◆ Exercise directions: Rewrite the listing below, changing every "a great help" to "very helpful" and leaving all other text as it is.

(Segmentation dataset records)
━━━━━━━━━━━━━━━━━━━━━━━━━━━━━━
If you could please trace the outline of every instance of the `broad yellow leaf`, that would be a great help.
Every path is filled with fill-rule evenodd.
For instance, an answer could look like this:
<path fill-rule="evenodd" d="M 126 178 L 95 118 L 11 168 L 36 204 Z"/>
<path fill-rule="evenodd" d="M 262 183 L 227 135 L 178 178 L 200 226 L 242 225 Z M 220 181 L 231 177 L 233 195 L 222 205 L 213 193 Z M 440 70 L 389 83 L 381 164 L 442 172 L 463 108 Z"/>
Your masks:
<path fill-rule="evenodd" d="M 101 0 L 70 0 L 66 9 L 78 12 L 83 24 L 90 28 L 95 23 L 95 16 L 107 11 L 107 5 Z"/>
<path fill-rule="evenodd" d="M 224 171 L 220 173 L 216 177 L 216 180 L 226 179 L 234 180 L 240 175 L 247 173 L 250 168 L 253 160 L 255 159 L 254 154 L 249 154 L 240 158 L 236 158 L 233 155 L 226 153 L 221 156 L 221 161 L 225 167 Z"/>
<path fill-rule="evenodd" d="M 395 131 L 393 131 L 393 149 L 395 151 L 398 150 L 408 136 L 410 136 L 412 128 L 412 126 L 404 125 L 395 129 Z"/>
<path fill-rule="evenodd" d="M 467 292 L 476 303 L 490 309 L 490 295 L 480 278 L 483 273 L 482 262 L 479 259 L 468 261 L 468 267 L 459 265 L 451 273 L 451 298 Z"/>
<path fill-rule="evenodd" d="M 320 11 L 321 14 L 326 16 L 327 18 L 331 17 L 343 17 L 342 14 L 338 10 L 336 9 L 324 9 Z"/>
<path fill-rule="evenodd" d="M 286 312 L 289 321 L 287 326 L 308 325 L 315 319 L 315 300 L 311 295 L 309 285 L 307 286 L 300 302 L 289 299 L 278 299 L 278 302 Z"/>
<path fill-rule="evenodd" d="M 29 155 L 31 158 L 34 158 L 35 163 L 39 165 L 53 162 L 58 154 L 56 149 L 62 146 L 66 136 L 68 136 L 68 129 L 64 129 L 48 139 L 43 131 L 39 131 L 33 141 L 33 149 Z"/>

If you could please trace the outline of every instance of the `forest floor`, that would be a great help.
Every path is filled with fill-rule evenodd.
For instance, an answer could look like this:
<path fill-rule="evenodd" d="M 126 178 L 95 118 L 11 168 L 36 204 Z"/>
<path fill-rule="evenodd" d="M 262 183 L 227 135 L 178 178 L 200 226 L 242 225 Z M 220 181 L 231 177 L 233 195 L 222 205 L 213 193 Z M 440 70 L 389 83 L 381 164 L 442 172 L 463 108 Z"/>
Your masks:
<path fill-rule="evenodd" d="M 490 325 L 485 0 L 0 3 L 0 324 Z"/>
━━━━━━━━━━━━━━━━━━━━━━━━━━━━━━
◆ Exercise result:
If you could please trace the outline of every instance of the `broad yellow leaf`, that would be very helpful.
Every path is filled with fill-rule evenodd.
For instance, an answer could look like this:
<path fill-rule="evenodd" d="M 126 178 L 95 118 L 11 168 L 36 204 Z"/>
<path fill-rule="evenodd" d="M 262 183 L 227 135 L 178 178 L 200 226 L 242 225 Z M 220 181 L 231 177 L 233 195 L 222 205 L 213 193 Z M 440 70 L 389 83 L 381 164 L 442 172 L 463 108 Z"/>
Your masks:
<path fill-rule="evenodd" d="M 101 0 L 70 0 L 66 9 L 78 12 L 83 24 L 90 28 L 95 23 L 95 16 L 107 11 L 107 5 Z"/>
<path fill-rule="evenodd" d="M 224 171 L 220 173 L 216 177 L 216 180 L 226 179 L 234 180 L 240 175 L 247 173 L 250 168 L 253 160 L 255 159 L 254 154 L 249 154 L 240 158 L 236 158 L 233 155 L 226 153 L 221 156 L 221 161 L 225 167 Z"/>
<path fill-rule="evenodd" d="M 395 131 L 393 131 L 393 149 L 395 151 L 398 150 L 408 136 L 410 136 L 412 128 L 412 126 L 404 125 L 395 129 Z"/>
<path fill-rule="evenodd" d="M 467 292 L 476 303 L 490 309 L 490 295 L 480 278 L 483 273 L 482 262 L 479 259 L 468 261 L 468 267 L 459 265 L 451 273 L 451 298 Z"/>
<path fill-rule="evenodd" d="M 320 11 L 321 14 L 326 16 L 327 18 L 331 17 L 343 17 L 342 14 L 338 10 L 336 9 L 324 9 Z"/>
<path fill-rule="evenodd" d="M 286 312 L 289 321 L 287 326 L 308 325 L 315 319 L 315 300 L 311 295 L 309 285 L 307 286 L 300 302 L 289 299 L 278 299 L 278 302 Z"/>
<path fill-rule="evenodd" d="M 29 155 L 31 158 L 34 158 L 35 163 L 39 165 L 53 162 L 58 154 L 56 149 L 62 146 L 66 136 L 68 136 L 68 129 L 64 129 L 48 139 L 43 131 L 39 131 L 33 141 L 33 149 Z"/>

If you could please trace the outline of every instance of the `forest floor`, that would be very helpful.
Every path is filled with fill-rule evenodd.
For instance, an answer could look like this:
<path fill-rule="evenodd" d="M 126 178 L 95 118 L 11 168 L 36 204 Z"/>
<path fill-rule="evenodd" d="M 262 183 L 227 135 L 178 178 L 200 226 L 242 225 Z M 220 181 L 231 177 L 233 195 L 222 205 L 213 193 Z M 440 70 L 389 83 L 381 164 L 442 172 L 463 108 Z"/>
Your masks:
<path fill-rule="evenodd" d="M 490 325 L 485 0 L 0 3 L 0 324 Z"/>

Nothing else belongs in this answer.